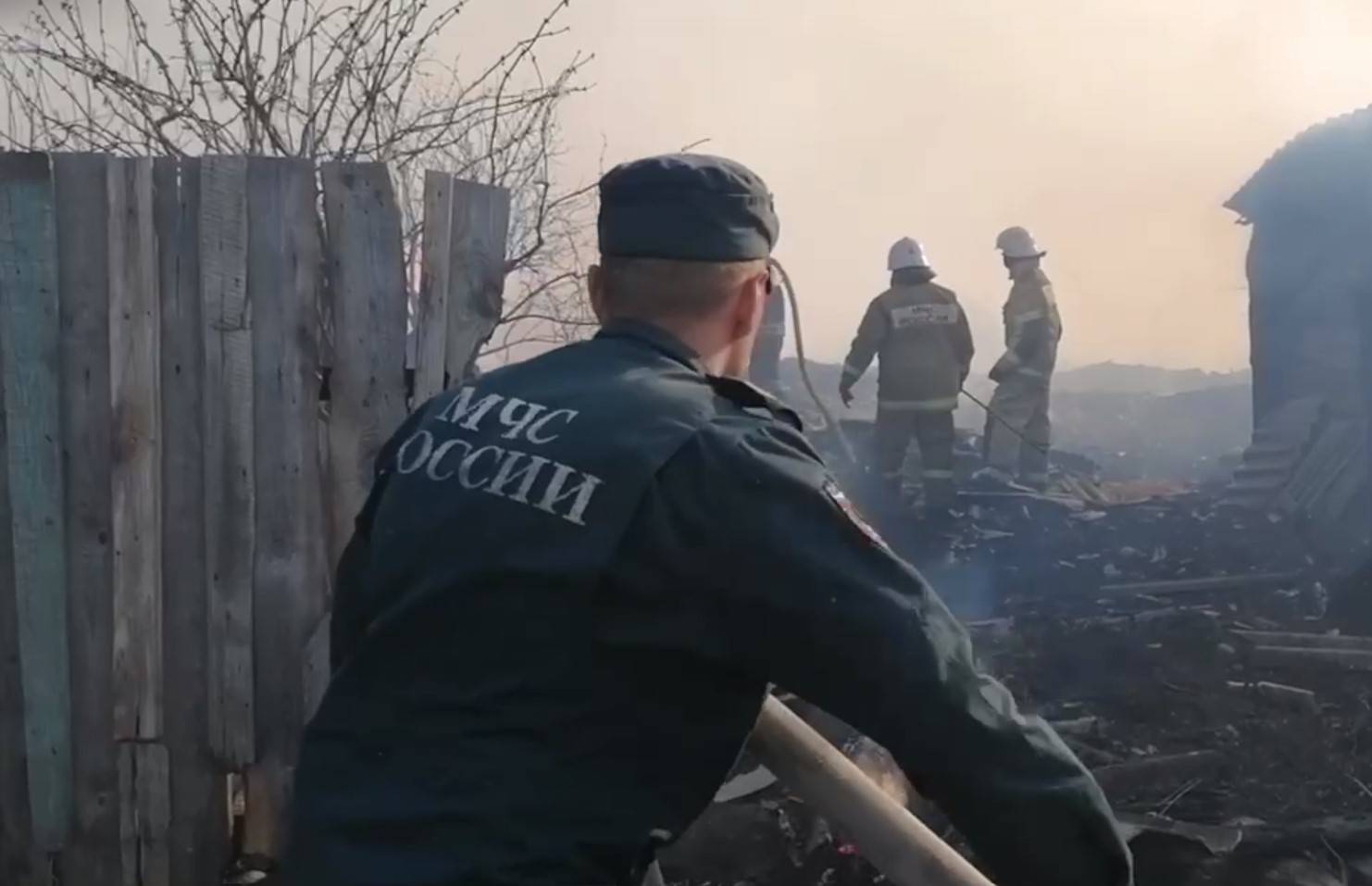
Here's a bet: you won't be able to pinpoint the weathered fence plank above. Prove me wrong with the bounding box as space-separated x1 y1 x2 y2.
415 171 453 406
0 280 36 886
447 180 510 384
108 159 162 741
154 159 229 885
322 163 405 564
119 742 169 886
0 154 71 852
199 157 254 769
244 157 327 857
52 155 121 883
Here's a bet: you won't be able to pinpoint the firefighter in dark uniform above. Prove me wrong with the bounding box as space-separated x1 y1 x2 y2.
839 237 973 512
748 269 786 396
284 155 1130 886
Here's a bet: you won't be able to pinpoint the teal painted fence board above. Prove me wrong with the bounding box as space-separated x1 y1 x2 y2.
0 154 71 852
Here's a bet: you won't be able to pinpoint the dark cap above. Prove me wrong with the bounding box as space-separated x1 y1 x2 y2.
598 154 780 262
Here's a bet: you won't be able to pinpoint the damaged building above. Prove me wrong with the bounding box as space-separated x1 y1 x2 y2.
1225 107 1372 568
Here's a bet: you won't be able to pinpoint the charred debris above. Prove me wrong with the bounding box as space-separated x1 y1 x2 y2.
664 110 1372 886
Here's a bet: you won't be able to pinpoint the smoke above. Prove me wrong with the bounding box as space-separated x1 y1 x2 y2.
10 0 1372 369
530 0 1372 369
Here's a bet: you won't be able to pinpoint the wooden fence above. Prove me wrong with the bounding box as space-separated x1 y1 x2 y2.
0 154 509 886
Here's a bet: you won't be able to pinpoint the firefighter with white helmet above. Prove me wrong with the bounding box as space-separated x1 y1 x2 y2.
840 237 973 512
982 228 1062 488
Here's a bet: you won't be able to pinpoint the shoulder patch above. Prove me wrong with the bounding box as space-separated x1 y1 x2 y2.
706 376 805 431
825 480 886 549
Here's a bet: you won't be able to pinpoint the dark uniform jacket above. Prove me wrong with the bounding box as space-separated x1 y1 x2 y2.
287 324 1129 886
842 276 973 411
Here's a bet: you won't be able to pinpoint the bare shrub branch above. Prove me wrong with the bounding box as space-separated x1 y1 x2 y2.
0 0 592 356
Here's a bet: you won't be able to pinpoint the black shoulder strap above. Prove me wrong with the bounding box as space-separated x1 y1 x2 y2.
706 376 805 431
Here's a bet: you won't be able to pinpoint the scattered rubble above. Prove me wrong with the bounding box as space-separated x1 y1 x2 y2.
667 442 1372 886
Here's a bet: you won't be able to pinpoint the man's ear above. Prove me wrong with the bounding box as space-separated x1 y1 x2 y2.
586 265 608 325
734 270 769 339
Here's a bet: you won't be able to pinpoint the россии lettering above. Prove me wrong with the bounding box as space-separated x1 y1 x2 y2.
395 387 604 527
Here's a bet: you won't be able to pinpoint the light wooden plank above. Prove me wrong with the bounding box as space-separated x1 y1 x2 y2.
111 742 171 886
244 157 328 857
447 180 510 384
322 163 405 573
0 268 37 886
415 171 453 406
52 155 119 883
108 159 162 739
0 154 71 852
154 159 229 883
199 157 254 769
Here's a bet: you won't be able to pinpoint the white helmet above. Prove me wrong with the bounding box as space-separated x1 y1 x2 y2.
886 237 929 270
996 228 1047 258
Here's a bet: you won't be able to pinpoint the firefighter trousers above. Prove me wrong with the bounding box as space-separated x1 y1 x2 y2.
985 374 1053 487
876 402 956 507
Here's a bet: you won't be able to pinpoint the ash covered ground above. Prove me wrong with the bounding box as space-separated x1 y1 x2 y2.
664 408 1372 886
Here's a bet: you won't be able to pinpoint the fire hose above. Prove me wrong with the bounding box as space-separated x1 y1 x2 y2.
962 388 1048 455
768 258 1048 468
768 259 862 468
751 695 993 886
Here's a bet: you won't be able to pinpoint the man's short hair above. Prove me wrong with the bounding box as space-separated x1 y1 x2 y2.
601 256 767 319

Exercise directions:
How many lines of the material above contain the word "wooden"? Reply with the number alone.

Written solution:
2